:: WORK INSTRUCTIONS ::
Leave out the pictures and repeat exactly the lines from the one containing "Every instance of the white ceramic" through the end of the records.

[Stored data entries]
+===+
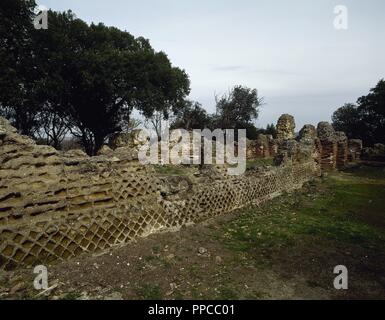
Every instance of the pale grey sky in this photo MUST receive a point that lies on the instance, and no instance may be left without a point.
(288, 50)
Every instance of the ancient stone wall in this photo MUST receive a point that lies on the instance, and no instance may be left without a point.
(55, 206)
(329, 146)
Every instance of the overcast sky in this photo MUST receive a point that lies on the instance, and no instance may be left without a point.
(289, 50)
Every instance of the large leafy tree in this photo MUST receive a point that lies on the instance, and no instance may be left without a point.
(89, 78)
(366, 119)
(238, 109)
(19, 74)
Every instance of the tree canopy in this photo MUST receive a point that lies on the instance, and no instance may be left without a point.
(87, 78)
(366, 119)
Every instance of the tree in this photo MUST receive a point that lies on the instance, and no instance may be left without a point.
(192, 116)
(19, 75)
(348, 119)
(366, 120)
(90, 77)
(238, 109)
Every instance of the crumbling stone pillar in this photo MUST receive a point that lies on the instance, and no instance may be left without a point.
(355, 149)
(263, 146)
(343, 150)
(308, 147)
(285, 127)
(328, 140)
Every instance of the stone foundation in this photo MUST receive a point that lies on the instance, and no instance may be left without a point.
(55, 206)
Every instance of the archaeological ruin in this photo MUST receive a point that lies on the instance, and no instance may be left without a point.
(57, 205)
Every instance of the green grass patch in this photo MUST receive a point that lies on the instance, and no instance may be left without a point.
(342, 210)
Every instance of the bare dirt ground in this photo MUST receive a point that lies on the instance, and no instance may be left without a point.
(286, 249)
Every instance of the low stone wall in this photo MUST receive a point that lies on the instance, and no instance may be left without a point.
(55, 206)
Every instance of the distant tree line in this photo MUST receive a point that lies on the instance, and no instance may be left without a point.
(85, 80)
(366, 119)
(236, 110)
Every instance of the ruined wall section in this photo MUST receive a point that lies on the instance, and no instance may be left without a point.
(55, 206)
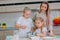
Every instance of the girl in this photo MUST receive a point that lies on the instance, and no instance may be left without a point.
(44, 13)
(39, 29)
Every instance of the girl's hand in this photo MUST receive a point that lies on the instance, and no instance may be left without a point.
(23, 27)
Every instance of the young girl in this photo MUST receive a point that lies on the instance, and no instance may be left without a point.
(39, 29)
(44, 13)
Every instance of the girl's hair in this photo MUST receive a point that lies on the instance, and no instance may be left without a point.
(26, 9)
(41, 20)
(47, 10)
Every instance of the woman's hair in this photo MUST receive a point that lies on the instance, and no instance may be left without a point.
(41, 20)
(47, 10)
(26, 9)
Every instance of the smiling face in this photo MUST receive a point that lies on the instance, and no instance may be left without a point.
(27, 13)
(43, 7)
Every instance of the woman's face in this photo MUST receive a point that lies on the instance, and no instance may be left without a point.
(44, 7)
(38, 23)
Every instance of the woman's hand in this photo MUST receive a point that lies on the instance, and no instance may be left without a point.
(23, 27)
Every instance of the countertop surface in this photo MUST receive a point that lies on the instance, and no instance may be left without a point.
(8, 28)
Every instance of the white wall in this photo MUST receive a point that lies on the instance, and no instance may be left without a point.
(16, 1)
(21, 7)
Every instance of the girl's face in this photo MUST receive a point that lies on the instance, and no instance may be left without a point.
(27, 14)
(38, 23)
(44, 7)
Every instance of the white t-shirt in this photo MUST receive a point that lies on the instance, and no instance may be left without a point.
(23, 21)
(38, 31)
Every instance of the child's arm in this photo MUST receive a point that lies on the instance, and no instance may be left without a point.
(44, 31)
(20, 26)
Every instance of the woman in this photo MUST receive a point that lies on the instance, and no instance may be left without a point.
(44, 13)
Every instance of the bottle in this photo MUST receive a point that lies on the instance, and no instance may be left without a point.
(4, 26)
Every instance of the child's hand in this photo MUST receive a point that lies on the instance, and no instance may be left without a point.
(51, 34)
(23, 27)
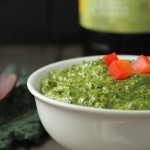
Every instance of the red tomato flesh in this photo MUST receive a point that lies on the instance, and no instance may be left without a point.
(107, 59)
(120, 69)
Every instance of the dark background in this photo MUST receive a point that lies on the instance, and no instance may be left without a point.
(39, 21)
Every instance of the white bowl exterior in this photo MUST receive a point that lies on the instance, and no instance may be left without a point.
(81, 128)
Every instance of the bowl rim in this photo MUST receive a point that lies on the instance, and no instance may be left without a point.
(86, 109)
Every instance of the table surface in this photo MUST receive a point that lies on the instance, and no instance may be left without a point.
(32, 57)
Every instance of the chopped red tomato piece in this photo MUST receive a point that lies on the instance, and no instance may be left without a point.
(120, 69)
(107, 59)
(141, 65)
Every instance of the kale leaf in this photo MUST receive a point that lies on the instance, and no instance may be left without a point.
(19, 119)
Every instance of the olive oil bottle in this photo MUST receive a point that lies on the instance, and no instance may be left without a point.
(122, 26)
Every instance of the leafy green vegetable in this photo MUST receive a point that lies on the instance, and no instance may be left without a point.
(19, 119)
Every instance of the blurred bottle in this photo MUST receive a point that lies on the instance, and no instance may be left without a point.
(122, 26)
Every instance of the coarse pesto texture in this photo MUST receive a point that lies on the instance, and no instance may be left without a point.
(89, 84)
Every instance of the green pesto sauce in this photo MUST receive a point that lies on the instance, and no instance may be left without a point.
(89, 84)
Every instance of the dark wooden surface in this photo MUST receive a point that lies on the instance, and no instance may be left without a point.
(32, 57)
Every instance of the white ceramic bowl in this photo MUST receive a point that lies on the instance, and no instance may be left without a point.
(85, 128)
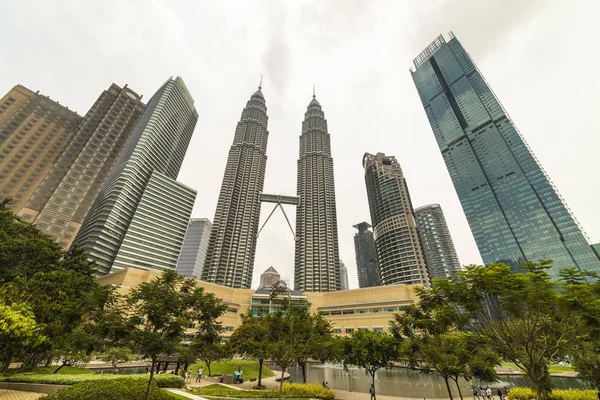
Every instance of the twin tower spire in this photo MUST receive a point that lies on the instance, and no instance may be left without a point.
+===+
:: PROBLEM SOLUTION ::
Every instance of the white ceramic bowl in this photo MUST receive a point that lies on the instance, and no instance may be left without a point.
(85, 128)
Every instance of the twin tower spire in this photo MUST receive a point that lies on the instance, and no instance may be left without a point.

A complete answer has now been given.